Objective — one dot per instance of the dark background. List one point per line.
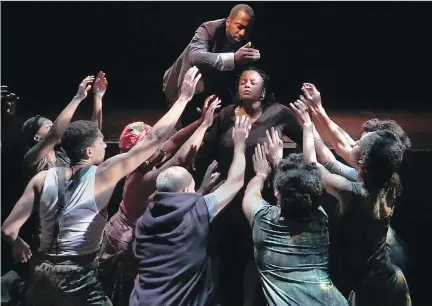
(365, 56)
(368, 55)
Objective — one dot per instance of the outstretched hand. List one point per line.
(100, 85)
(259, 159)
(209, 116)
(273, 147)
(313, 96)
(189, 83)
(84, 87)
(241, 131)
(246, 54)
(210, 179)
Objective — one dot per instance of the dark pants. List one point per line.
(65, 281)
(236, 280)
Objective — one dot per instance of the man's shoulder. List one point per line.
(214, 24)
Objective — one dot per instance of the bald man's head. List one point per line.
(175, 179)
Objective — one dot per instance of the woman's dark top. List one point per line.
(218, 143)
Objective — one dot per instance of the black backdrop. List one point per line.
(361, 55)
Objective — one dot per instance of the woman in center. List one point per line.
(230, 241)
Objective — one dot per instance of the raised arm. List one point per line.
(337, 139)
(183, 156)
(200, 55)
(235, 180)
(336, 185)
(99, 89)
(178, 139)
(115, 168)
(45, 145)
(253, 191)
(19, 215)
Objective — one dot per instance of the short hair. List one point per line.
(375, 124)
(269, 97)
(79, 135)
(382, 154)
(173, 179)
(299, 185)
(242, 8)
---
Beginning at the line that contains "Objective — one dot per instance of the dark pants." and continuing through the end of the records, recast each line as a row of a Markdown table with the columns Row and Line, leaving out any blank lines.

| Row | Line |
|---|---|
| 1 | Objective — one dot per instance of the dark pants. List one point per line. |
| 2 | (65, 281) |
| 3 | (236, 280) |
| 4 | Objective — one dot per instance of the man's shoulder. List one point per line. |
| 5 | (214, 24) |
| 6 | Objective — one dot per instance of the bald man's head. List one point per line. |
| 7 | (175, 179) |
| 8 | Objective — one dot per instance of the woman's dark top. List one point per line. |
| 9 | (218, 143) |
| 10 | Objective — one dot per instance of the black backdrop. List one point per line. |
| 11 | (361, 55) |
| 12 | Objective — one dot per instance of the woman in center. List one point per line. |
| 13 | (230, 241) |
| 14 | Objective — one dot per instance of the raised arm. List one point per line. |
| 15 | (337, 139) |
| 16 | (183, 156) |
| 17 | (200, 55) |
| 18 | (235, 180) |
| 19 | (336, 185) |
| 20 | (99, 89) |
| 21 | (178, 139) |
| 22 | (115, 168) |
| 23 | (45, 145) |
| 24 | (253, 191) |
| 25 | (19, 215) |
| 26 | Objective — one dot per instance of the short hair. List one point per line. |
| 27 | (375, 124) |
| 28 | (269, 97) |
| 29 | (79, 135) |
| 30 | (382, 154) |
| 31 | (173, 179) |
| 32 | (299, 185) |
| 33 | (242, 8) |